Below are some entries. Reproduce them word for word.

*** Opening LISTED RECORDS ***

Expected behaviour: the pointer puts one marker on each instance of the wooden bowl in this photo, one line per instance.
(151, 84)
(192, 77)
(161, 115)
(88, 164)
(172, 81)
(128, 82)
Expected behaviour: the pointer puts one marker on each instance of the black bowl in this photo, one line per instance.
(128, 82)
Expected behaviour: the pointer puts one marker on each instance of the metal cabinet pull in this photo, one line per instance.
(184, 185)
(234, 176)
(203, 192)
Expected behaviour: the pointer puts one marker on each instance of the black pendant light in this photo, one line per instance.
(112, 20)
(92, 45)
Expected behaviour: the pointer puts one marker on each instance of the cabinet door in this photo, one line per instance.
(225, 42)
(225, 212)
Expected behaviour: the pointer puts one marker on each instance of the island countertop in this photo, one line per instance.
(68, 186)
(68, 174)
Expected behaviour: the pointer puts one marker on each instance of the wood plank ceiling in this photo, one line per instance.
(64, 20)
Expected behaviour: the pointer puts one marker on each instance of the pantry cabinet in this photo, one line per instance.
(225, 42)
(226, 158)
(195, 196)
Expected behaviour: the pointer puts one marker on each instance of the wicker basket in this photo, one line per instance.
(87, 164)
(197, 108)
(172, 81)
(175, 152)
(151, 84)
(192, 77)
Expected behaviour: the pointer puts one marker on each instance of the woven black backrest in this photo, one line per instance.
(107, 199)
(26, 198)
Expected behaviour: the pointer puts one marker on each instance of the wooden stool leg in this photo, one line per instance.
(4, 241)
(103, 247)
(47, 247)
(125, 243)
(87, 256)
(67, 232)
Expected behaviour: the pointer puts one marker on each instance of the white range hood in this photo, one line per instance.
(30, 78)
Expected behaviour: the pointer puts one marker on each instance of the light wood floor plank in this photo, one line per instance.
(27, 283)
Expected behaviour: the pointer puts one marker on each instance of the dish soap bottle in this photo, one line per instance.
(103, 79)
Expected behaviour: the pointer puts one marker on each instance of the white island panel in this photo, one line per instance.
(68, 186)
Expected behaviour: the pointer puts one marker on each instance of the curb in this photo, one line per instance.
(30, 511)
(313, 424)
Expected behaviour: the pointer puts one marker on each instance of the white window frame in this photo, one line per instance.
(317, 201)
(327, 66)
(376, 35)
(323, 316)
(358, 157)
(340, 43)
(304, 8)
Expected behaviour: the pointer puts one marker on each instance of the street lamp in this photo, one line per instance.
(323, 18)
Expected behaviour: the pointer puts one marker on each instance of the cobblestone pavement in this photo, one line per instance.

*** Closing LISTED RECORDS ***

◆ **RESULT OF THIS TASK**
Expected behaviour: the pointer puts one marker on each instance of the wooden bowl in this photo, one line per instance.
(151, 84)
(192, 77)
(161, 115)
(88, 164)
(172, 81)
(128, 82)
Expected behaviour: the pointer puts one marker on each instance of the black bowl in this photo, one line per instance.
(128, 82)
Expected behaviour: the pointer puts one marker on each instance of the metal cabinet pull in this photo, one line per instance.
(184, 185)
(234, 176)
(203, 192)
Expected behaviour: the pointer puts one marker on each instance of the black pendant light in this photo, one line per instance.
(112, 20)
(92, 45)
Expected behaviour: the pointer puts one marker on each instance of the cabinet door in this photo, one line per instance.
(225, 42)
(225, 212)
Expected behaviour: the pointer puts one marker on each instance of the island countertop in this photo, one line per instance.
(68, 186)
(68, 174)
Expected behaviour: the pointer puts one marker on each instance of the wood plank ceiling in this photo, one line per instance.
(64, 20)
Expected behaviour: the pointer puts one marker on each instance of the pantry cabinet in this photo, one line per instance.
(225, 42)
(226, 158)
(195, 196)
Expected behaviour: the pointer puts one marker on each instance of the wicker basket in this photo, one line per instance.
(87, 164)
(197, 108)
(172, 81)
(175, 152)
(151, 84)
(192, 77)
Expected behaviour: the pointer puts one marker on each instance of the woven black backrest in this photo, one line per instance.
(107, 199)
(26, 198)
Expected behaviour: the pointer puts one marker on each instance of the wooden stool leg in this photo, one line per instance.
(4, 241)
(103, 247)
(47, 247)
(125, 243)
(87, 256)
(67, 232)
Expected behaviour: the pointer puts one marker on each instance of the white range hood in this photo, one line per instance.
(30, 78)
Expected behaviour: the pointer puts one marker on each instance of the light wood floor plank in this photo, one line per instance.
(27, 283)
Expected behaviour: the pointer puts one marker on each instance of the dish soap bottle in this photo, one line per instance.
(103, 79)
Expected behaviour: the pointer puts one marker on each instance of the white island panel in this photo, one line per instance.
(68, 186)
Expected behaviour: the pointer puts one marker on each instance of the curb in this photo, one line per instance.
(30, 511)
(313, 424)
Expected behaviour: the pointer puts one marker on each instance of the white window frame in this photo, one line per instance.
(317, 201)
(327, 66)
(376, 35)
(323, 316)
(358, 157)
(340, 43)
(304, 8)
Expected behaviour: the pointer puts one marker on each instance of the street lamp in this photo, one line per instance.
(323, 18)
Expected behaviour: the pointer puts one marker on each instance of the cobblestone pavement in this photo, one line per instance.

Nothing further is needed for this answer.